> [Directions]:
Where a line holds the word "below", copy it from the records.

> [Saved data entries]:

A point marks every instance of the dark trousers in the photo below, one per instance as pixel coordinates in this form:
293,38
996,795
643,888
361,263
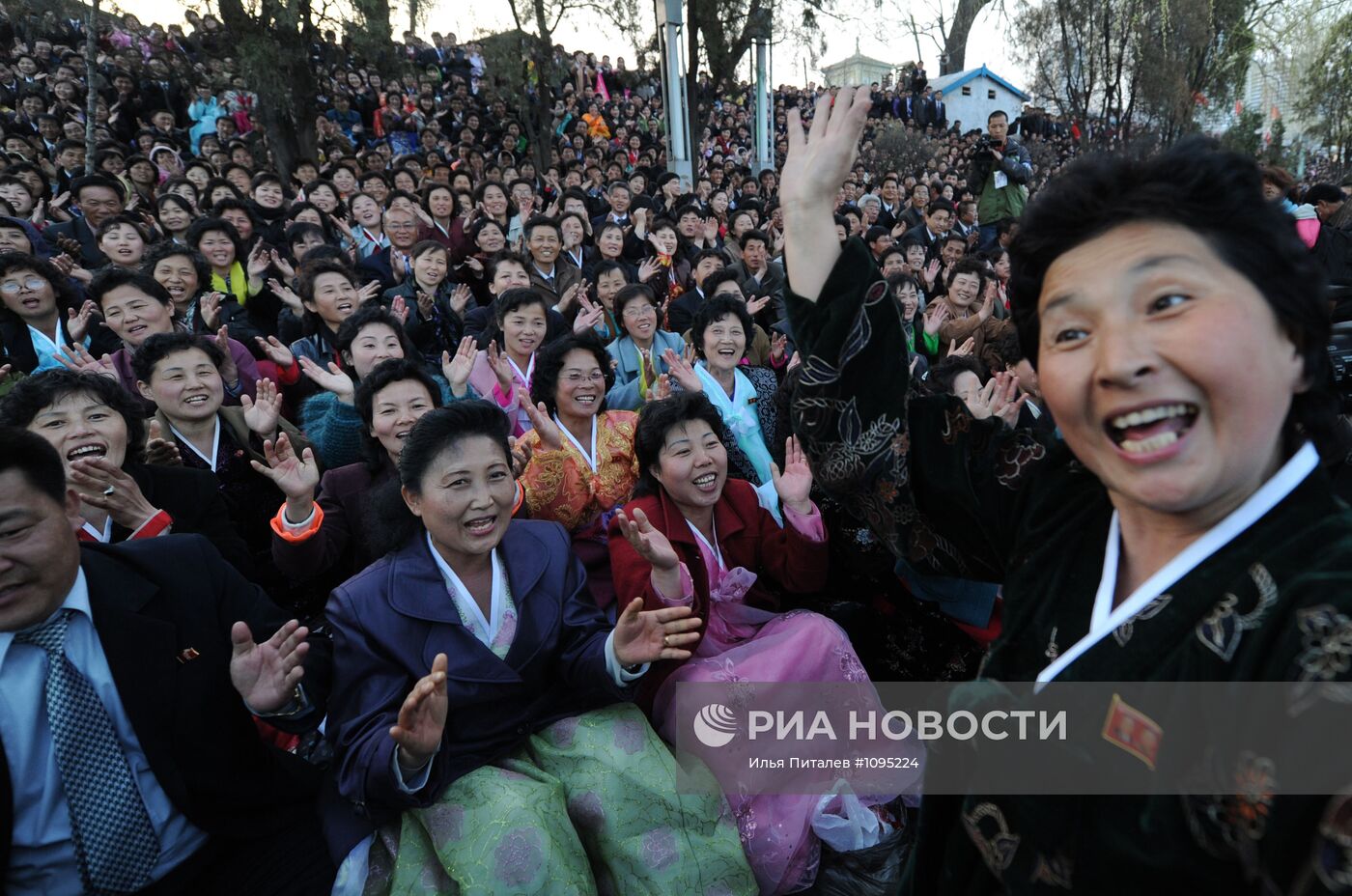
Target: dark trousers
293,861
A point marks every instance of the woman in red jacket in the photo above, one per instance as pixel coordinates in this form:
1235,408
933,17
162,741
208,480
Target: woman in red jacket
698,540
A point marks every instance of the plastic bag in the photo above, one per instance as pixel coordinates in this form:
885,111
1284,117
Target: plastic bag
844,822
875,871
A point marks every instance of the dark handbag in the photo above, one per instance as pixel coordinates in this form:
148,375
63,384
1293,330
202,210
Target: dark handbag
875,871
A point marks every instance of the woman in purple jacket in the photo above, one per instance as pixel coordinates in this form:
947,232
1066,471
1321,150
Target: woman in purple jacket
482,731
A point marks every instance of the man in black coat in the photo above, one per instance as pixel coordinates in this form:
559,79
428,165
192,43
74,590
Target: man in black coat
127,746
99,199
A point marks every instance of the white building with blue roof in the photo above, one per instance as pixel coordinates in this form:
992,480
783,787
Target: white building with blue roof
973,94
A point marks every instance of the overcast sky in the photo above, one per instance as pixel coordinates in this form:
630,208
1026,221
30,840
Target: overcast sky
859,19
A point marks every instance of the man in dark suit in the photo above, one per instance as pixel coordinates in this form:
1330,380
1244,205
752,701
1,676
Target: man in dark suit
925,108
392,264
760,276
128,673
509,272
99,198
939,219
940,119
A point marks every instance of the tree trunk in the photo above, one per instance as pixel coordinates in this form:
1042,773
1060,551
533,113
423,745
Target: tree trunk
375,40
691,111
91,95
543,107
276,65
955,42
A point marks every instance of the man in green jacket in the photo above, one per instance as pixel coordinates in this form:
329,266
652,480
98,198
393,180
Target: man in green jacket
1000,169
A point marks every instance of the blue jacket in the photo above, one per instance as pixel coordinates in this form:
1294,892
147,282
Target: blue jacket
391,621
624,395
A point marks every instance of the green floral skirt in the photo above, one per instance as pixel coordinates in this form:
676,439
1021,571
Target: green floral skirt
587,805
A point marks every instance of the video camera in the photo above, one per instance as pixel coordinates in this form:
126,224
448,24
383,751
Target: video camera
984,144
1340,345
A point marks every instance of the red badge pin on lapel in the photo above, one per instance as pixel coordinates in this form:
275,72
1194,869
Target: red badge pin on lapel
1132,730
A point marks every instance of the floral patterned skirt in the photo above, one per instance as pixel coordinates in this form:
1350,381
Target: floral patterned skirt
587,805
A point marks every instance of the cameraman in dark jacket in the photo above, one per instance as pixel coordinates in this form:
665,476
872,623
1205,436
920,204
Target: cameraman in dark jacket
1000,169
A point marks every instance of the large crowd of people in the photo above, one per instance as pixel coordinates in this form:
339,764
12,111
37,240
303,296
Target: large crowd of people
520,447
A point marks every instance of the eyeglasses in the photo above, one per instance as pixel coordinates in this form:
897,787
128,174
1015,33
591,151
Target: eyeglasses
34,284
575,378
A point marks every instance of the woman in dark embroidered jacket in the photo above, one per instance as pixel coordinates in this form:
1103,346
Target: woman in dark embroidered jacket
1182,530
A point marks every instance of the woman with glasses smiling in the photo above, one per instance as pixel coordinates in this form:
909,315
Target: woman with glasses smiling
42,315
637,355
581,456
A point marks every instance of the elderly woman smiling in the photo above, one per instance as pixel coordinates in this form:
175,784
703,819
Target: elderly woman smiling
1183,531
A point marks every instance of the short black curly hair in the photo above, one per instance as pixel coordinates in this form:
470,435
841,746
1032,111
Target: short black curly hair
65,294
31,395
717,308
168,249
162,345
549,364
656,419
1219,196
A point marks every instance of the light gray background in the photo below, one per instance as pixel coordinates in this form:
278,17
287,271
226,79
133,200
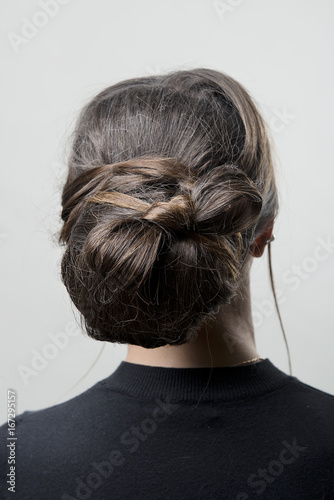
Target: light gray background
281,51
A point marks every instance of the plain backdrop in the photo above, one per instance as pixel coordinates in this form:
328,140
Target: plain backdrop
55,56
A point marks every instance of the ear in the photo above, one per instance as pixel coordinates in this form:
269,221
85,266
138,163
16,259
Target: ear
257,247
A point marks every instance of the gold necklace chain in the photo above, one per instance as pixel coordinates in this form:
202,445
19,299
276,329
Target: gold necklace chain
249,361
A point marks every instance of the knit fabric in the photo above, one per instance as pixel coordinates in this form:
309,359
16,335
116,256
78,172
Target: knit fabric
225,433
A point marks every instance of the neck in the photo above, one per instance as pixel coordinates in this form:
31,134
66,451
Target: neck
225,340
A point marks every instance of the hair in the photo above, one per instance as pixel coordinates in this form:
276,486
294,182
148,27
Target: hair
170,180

> [Result of this exercise]:
A point marks every instance of the dark trousers in the photo below, one per instance as pixel coordinates in this form:
A point marks every instance of the light gray background in the photo below, one per instance as pixel coordinates in this form:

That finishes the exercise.